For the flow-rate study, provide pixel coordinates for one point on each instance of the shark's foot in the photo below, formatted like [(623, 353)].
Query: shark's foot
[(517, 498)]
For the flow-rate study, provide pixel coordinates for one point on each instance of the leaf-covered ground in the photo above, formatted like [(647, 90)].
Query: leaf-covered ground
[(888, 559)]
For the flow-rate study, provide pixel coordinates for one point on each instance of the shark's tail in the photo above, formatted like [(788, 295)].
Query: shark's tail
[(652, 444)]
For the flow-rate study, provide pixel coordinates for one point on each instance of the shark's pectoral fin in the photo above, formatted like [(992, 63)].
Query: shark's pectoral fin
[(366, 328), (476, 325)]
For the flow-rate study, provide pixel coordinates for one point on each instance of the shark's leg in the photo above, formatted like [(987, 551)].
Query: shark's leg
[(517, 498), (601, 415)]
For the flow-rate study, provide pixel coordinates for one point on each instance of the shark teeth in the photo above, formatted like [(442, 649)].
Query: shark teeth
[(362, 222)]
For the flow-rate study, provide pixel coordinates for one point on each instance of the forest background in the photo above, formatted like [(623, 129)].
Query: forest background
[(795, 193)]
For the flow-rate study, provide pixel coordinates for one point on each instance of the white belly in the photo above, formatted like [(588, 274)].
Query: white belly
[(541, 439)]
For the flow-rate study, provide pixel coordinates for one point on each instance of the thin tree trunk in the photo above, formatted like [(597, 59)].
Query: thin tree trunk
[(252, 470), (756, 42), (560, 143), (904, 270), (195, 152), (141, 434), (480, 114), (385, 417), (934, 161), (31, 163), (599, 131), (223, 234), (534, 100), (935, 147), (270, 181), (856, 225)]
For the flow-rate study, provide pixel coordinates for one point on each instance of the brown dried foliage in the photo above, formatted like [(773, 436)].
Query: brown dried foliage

* _Exercise aim_
Your answer should be the records above, set down exactly.

* _Exercise answer_
For the flow-rate study, provide pixel coordinates for one point on each instance of the shark's foot in the photo below, formatted like [(623, 353)].
Query: shark's foot
[(517, 498)]
For the flow-rate study, provide pixel coordinates for one point on each instance of the leaf-covered ground in the photo above, formatted like [(647, 90)].
Query: leaf-covered ground
[(888, 559)]
For the flow-rate study, provide pixel coordinates for one point on each instance of the shark's tail in the photo above, formatted like [(788, 295)].
Query: shark's tail
[(652, 444)]
For the flow-rate study, provide pixel coordinates for one point on each instance of the shark's pectoral fin in the photo above, formatted like [(992, 63)].
Query: shark's pectoral fin
[(366, 328), (476, 325)]
For the flow-rate study, provide pixel coordinates for one point on each instance of the shark's leg in the photo above, formatted like [(987, 551)].
Query: shark's leg
[(517, 498), (601, 415)]
For the flow-rate study, provide pixel coordinates for one point on each instance of the shark teeth in the photo above, formatted like [(442, 649)].
Query: shark teeth
[(362, 222)]
For the flow-rate study, provide pixel coordinates for one point on each instance of the forest background in the photo above, formatted like [(623, 129)].
Query: forest background
[(795, 193)]
For the flow-rate study, provide pixel coordinates for one point on each instance of the white belly in the photo above, formatted like [(588, 274)].
Query: white belly
[(541, 439)]
For the flow-rate study, provide pixel coordinates for one point on each instance of the thin tree trunk in the photo above, formatted like [(597, 59)].
Query: thin tree trunk
[(252, 470), (756, 42), (560, 143), (904, 270), (195, 152), (141, 434), (480, 114), (385, 417), (934, 161), (31, 163), (599, 131), (223, 234), (534, 100), (935, 147), (270, 181), (856, 225)]
For the flow-rate study, provide pixel coordinates for one point on each instance of the brown dried foliage in the photo above, formatted like [(773, 436)].
Query: brown dried foliage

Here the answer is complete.